=== Polecenie ===
Skopiuj całą poniższą listę wiersz po wierszu, bez żadnych zmian.

=== Wyświetlona lista ===
#####

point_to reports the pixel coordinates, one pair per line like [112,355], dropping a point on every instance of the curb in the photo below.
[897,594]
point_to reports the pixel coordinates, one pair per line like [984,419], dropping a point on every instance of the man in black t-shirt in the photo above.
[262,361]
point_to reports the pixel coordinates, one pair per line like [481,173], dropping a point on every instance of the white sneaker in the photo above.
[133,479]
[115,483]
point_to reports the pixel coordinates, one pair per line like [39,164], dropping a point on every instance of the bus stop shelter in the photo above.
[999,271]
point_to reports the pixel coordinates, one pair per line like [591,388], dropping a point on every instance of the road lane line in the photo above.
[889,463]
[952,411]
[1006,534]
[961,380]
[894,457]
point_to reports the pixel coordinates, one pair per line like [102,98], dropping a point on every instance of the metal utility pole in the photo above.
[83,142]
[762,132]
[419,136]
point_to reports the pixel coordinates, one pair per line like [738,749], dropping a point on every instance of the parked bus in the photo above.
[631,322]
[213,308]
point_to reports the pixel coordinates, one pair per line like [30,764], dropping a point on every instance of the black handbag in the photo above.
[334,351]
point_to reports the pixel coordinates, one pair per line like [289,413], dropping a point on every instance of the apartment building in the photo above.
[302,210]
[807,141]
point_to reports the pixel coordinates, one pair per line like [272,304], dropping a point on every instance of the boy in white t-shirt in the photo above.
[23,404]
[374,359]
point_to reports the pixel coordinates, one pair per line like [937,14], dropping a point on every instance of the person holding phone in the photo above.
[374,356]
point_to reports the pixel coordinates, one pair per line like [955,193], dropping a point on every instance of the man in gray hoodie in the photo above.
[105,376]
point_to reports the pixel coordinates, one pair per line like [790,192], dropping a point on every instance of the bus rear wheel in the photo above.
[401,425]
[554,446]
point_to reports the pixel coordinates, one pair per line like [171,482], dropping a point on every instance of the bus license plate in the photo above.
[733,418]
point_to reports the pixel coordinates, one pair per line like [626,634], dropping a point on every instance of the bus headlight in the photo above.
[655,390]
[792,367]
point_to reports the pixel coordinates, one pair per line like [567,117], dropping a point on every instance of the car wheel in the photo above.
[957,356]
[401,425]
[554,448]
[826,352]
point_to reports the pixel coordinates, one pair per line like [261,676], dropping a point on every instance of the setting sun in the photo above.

#####

=== Wynik ćwiczenia ===
point_to reports the pixel coordinates, one pair per line like [112,355], dropping a point on every instance of the curb in the photo below.
[897,594]
point_to reports the pixel coordinates, one pair per line like [984,419], dropping a point on every instance of the man in black t-shirt in the photo above.
[262,361]
point_to reports the pixel coordinates, one pair per line like [481,173], dropping a point on every instance of the white sneaker in the photo above.
[133,479]
[115,483]
point_to reports the pixel coordinates, one pair per line like [39,164], dropping a point on every instance of the bus stop shelter in the photo above.
[999,271]
point_to reports the pixel coordinates, one pair per line like [591,388], dropping a point on every instance of the road lane line in the photo above.
[889,463]
[952,411]
[1006,534]
[961,380]
[894,457]
point_to reports the pixel coordinates, one pair per line like [102,98], dropping a point on every instance of the metal utility pole in the photo above.
[83,142]
[762,132]
[419,136]
point_to reports the pixel coordinates, one pair per line like [738,749], dropping a point on every instance of the parked bus in the photo above.
[631,322]
[213,308]
point_to reports the pixel coordinates, one pair per line like [30,764], dropping a point on every instance of the black handbag in the photo above.
[334,351]
point_to reports the pixel coordinates, one pair per line like [289,413], dropping a point on every instance of the apartment building in the photo above.
[302,210]
[807,141]
point_to reports the pixel coordinates, one pair per line like [272,304], dropping a point on every instance of the boy in white t-shirt in the photo above.
[23,404]
[374,359]
point_to reports the pixel coordinates, one pair per line like [937,14], dropping a point on every instance of the person holding phone in the photo above.
[374,356]
point_to reports the pixel coordinates, one pair per line like [955,193], dropping a point on every instance of the man in gray hoodie in the photo above.
[105,376]
point_to reports the pixel coordinates, one pair per line like [790,192], dropping a point on every instance of the bus rear wheel in the photo above.
[401,425]
[554,446]
point_to reports the pixel coordinates, one pair per line like [171,482], dropping a point on every instance of the bus license plate in the photo above.
[733,418]
point_to reports the pixel coordinates, one pair per line like [626,634], dropping a point on every instance of the bus headlight in the photo above.
[655,390]
[792,367]
point_to reports the pixel coordinates, one pair per line like [567,117], dropping a point on every instance of the car wheel in the photo above.
[957,356]
[401,425]
[554,448]
[826,352]
point_to reports the pixel coordinates, one pair per line like [261,676], dropping a point on every instance of the setting sun in the photo above.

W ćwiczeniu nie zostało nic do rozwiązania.